LESETEXT:
- - -
Und was ist daran verkehrt?
So ziemlich alles. Open Doors ist ein kleiner evangelikaler Verein mit Sitz im hessischen Kelkheim. 60 Mitarbeiter kümmern sich von dort aus um die verfolgten Christen dieser Welt. oder jene, die evangelikale Organisation dafür hält. Denn, ab wann ein Christ als verfolgt oder diskriminiert gilt, entscheidet Open Doors auf sehr eigenwillige Weise.
Die Mängel der Studie werden schon auf den ersten Seiten offensichtlich. In vergleichbaren Berichten wird dort meist erklärt, wie man das Ausmaß von Verfolgung und Diskriminierung herausfinden will. Organisationen wie Amnesty International oder Human Rights Watch verweisen dann auf eigene Untersuchungen vor Ort, repräsentative Umfragen und Interviews, die Auswertung von Medienberichten, Statistiken lokaler Behörden und Erhebungen durch Vereinten Nationen und NGOs. Die einzige Quelle der weltweit einflussreichsten Studie zur Christenverfolgung hingegen: ein Fragebogen.
Auf seiner Website erklärt Open Doors knapp, dass ein Katalog aus 96 Fragen im Zentrum der Studie steht. Dieser wird nicht an potenziell verfolgte Christen weltweit oder an lokale NGOs versandt, stattdessen füllen ihn „Analysten, Forscher und Fachleute von Open Doors“ aus – also die eigenen Mitarbeiter. Zwar würden die Ergebnisse von „externen Experten“ geprüft, schreibt Open Doors auf seiner Website, doch scheinen auch diese weder wirklich „extern“ noch „Experten“ zu sein. Zuständig für die Überprüfung ist das „Internationale Institut für Religionsfreiheit“. Der Verein mit Sitz in Bonn stammt aus demselben evangelikalen Umfeld wie Open Doors selbst.
Also stimmen die „100 Millionen“ gar nicht?
Zumindest lässt sich das anhand der Untersuchung von Open Doors nicht feststellen. Denn Open Doors richtet sich bei der Entscheidung, wer als verfolgt gilt, nicht – wie andere Organisationen – nach völkerrechtlich bindenden Festlegungen zur Religionsfreiheit. Stattdessen legen die Evangelikalen für ihr Ranking eine eigene, sehr weit gefasste Definition von Verfolgung zugrunde.
- - -
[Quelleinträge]
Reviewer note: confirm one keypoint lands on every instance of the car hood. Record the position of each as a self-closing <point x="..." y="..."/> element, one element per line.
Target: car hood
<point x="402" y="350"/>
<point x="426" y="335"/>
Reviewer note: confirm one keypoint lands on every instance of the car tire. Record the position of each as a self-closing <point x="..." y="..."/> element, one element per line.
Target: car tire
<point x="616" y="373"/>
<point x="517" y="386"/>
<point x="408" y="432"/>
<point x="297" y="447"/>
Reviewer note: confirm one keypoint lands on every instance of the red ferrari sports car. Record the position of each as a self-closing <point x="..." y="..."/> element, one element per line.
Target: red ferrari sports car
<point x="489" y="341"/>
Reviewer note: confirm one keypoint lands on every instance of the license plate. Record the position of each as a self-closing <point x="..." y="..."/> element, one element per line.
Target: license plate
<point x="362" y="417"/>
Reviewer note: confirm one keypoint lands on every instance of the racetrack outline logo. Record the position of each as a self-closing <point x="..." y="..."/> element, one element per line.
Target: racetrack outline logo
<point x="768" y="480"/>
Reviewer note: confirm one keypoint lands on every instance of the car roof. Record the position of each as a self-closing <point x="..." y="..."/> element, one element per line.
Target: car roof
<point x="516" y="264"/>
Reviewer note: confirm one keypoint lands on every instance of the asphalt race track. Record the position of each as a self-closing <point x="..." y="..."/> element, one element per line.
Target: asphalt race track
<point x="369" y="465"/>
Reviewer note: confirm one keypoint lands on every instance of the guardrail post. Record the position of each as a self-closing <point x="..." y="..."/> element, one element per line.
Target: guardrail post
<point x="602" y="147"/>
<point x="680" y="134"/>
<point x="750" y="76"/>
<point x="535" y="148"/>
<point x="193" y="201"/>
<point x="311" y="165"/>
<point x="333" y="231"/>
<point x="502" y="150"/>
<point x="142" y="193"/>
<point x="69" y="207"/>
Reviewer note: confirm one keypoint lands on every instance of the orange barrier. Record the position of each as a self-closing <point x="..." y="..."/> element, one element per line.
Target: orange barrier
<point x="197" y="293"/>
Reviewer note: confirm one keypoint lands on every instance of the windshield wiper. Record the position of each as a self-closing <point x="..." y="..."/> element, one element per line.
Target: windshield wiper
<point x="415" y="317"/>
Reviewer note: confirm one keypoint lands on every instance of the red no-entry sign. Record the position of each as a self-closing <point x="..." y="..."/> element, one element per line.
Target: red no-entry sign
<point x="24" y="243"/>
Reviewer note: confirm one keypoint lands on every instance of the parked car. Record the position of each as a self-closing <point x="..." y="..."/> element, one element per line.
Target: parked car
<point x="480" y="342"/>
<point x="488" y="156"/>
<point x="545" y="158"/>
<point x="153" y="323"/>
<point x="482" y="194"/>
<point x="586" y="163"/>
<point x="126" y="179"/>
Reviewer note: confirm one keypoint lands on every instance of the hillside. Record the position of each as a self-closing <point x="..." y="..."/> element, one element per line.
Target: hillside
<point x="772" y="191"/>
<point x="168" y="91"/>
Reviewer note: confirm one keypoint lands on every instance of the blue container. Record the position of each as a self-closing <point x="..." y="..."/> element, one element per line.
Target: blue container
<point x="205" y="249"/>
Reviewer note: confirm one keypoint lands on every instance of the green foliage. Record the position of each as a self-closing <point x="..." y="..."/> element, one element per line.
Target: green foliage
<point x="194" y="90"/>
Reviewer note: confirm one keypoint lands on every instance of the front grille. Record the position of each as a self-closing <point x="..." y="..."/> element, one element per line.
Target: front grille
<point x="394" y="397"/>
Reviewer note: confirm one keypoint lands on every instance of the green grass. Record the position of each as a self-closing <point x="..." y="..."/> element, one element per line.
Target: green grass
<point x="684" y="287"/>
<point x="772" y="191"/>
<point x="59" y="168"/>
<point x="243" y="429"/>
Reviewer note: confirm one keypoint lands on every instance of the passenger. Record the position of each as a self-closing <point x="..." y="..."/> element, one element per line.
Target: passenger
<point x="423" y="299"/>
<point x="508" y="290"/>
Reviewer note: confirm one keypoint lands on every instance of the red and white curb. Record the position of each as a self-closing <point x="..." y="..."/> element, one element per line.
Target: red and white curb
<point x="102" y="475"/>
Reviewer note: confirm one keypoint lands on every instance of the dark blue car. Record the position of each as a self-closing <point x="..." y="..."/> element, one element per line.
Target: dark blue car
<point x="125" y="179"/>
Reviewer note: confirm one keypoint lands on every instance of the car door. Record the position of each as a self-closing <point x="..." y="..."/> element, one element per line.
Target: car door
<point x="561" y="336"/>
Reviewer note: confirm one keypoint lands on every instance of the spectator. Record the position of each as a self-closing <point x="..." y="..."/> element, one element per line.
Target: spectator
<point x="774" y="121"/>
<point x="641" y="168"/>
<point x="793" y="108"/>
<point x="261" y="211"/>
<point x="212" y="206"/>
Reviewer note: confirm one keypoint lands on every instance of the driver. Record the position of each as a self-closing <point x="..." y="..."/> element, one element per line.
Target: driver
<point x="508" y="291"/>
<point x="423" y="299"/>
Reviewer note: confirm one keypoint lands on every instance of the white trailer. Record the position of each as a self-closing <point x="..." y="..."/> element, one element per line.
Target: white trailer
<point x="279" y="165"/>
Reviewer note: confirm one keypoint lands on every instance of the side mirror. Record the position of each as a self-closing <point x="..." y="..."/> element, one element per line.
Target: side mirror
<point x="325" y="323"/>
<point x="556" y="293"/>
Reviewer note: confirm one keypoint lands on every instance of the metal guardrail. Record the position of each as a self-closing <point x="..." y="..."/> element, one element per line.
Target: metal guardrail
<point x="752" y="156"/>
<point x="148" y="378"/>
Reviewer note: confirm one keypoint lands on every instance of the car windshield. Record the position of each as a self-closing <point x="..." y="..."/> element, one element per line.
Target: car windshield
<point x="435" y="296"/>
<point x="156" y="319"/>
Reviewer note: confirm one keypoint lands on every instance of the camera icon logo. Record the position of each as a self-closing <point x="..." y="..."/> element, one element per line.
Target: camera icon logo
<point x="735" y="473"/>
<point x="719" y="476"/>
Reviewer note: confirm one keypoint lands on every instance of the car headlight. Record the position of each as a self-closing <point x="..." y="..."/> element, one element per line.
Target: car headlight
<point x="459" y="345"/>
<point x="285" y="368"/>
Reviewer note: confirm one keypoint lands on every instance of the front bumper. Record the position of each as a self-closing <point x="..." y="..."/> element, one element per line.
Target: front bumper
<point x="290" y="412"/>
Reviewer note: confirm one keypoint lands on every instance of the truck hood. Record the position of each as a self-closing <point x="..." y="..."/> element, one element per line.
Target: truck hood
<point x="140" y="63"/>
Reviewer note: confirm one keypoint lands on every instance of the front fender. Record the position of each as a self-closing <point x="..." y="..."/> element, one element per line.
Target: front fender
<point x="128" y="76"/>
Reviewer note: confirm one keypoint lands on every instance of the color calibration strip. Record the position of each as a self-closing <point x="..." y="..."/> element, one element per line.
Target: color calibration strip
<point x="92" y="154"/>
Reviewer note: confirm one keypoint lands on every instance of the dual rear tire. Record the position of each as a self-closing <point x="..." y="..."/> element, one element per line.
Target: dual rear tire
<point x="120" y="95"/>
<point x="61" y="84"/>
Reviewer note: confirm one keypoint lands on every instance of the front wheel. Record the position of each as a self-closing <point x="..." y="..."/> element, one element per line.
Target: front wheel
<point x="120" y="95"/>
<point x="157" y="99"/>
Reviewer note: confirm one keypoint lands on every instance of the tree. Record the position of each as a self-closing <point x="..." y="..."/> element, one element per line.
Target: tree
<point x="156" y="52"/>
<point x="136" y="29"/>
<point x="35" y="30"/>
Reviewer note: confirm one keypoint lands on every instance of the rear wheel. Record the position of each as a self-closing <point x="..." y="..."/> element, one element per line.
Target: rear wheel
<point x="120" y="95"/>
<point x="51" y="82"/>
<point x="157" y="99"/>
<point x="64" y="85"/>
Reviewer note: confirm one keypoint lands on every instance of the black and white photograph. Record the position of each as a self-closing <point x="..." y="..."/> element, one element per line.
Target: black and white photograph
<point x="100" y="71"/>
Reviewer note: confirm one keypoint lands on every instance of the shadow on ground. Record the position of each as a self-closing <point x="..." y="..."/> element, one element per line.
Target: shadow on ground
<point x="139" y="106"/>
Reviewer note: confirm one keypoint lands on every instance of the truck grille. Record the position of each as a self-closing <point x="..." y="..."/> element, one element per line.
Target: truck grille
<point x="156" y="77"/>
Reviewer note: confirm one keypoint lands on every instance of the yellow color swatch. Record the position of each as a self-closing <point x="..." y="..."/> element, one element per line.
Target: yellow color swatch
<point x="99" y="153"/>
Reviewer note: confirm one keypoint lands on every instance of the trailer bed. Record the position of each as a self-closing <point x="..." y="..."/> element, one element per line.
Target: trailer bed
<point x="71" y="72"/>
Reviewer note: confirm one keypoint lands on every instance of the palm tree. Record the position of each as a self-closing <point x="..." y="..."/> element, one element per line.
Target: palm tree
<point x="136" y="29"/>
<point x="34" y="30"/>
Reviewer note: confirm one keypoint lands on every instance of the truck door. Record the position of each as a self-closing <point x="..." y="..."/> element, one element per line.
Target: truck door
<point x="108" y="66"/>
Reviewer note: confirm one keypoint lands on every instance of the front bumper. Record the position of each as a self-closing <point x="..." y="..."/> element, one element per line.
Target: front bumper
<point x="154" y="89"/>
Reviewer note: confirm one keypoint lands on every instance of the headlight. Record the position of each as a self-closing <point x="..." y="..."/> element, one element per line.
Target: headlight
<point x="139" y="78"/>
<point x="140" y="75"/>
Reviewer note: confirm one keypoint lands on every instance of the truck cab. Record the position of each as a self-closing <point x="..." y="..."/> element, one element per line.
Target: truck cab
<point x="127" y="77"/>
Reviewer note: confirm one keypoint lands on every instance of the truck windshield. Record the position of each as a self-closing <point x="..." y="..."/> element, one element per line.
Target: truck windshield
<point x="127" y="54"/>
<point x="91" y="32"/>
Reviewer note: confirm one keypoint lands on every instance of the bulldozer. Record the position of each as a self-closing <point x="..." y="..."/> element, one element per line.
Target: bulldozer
- - -
SCHRIFTLICHE AUFGABEN:
• 1. Gib die Zeilen der Einträge als nummerierte Liste ohne Leerzeilen wieder, von der Zeile mit „the truck cab.“ bis einschließlich der letzten Zeile der Einträge.
• 2. Führe den Lesetext über die Studie von Open Doors zur Christenverfolgung dort weiter, wo er aufhört.

LÖSUNGEN ZUR ÜBUNG:
• 1.
1. Reviewer note: confirm one keypoint lands on every instance of the truck cab. Record the position of each as a self-closing <point x="..." y="..."/> element, one element per line.
2. Target: truck cab
3. <point x="127" y="77"/>
4. Reviewer note: confirm one keypoint lands on every instance of the truck windshield. Record the position of each as a self-closing <point x="..." y="..."/> element, one element per line.
5. Target: truck windshield
6. <point x="127" y="54"/>
7. <point x="91" y="32"/>
8. Reviewer note: confirm one keypoint lands on every instance of the bulldozer. Record the position of each as a self-closing <point x="..." y="..."/> element, one element per line.
9. Target: bulldozer

• 2.
Als verfolgt gelten Christen zum Beispiel auch dann, wenn „Kinder aufgrund ihres Glaubens oder des Glaubens ihrer Eltern keine oder nur eine schlechte Schulbildung bekommen.“ Vom katholischen Online-Magazin kath.net in einem Interview darauf angesprochen, dass Verfolgung etwas anderes sei als schlechte Bildungschancen, antwortete Open Doors-Chef Markus Rode einmal
Es steht uns nicht zu, Christen per Definition vorzuschreiben, ob sie erst dann als verfolgt gelten, wenn sie gefoltert oder ins Gefängnis geworfen werden, oder bereits wenn ihre Kinder von Ausbildungs- und Berufschancen bewusst ausgeschlossen werden. Verfolgung hat viele Facetten, die auch von den Christen vor Ort subjektiv, und somit unterschiedlich stark erlebt werden.
Das klingt sympathisch aus dem Mund von jemanden, der Angst um verfolgte Glaubensgenossen hat. Als Grundlage für eine glaubwürdige Studie einer Menschenrechtsorganisation taugt das nicht.
Sind Christen dann etwa auch nicht die meistverfolgte Glaubensgruppe?
Davon steht auf jeden Fall nichts in der Studie. Denn um den Grad der Verfolgung zwischen verschiedenen Gruppen vergleichen zu können, müsste der Weltverfolgungsindex ersteinmal die Verfolgung verschiedener Gruppen untersuchen. Das tut er aber nicht: Juden, Zoroastrier, Muslime, Buddhisten usw. kommen in der Studie gar nicht vor.
Stattdessen erklärt Open Doors Christen allein aufgrund der absoluten Zahl von 100 Millionen Verfolgten zur meistverfolgten Glaubensgruppe. Sieht man einmal davon ab, dass die Wahrscheinlichkeit individueller Verfolgung bei kleinen Glaubensgruppen wie den Bahai wesentlich höher sein dürfte, zeigt auch der Umkehrschluss, wie absurd diese Logik ist: Auf Basis der Zahlen von Open Doors könnte man das Christentum mit 1,9 Milliarden Anhängern, die nicht verfolgt werden, auch zur am wenigsten verfolgten Glaubensgruppe erklären.
Und das alles ist bisher niemandem aufgefallen?
Doch. Open Doors steht immer mal wieder in der Kritik für seine islamfeindliche Agenda, dafür eigentlich eine Missionsgesellschaft zu sein oder dafür, dass es als eine der wenigen großen gemeinnützigen Organisationen in Deutschland seine Seriösität nicht vom „Deutschen Zentralinstituts für soziale Fragen“ hat überprüfen lassen und deshalb auch nicht das“Deutsche Spendensiegel“ trägt.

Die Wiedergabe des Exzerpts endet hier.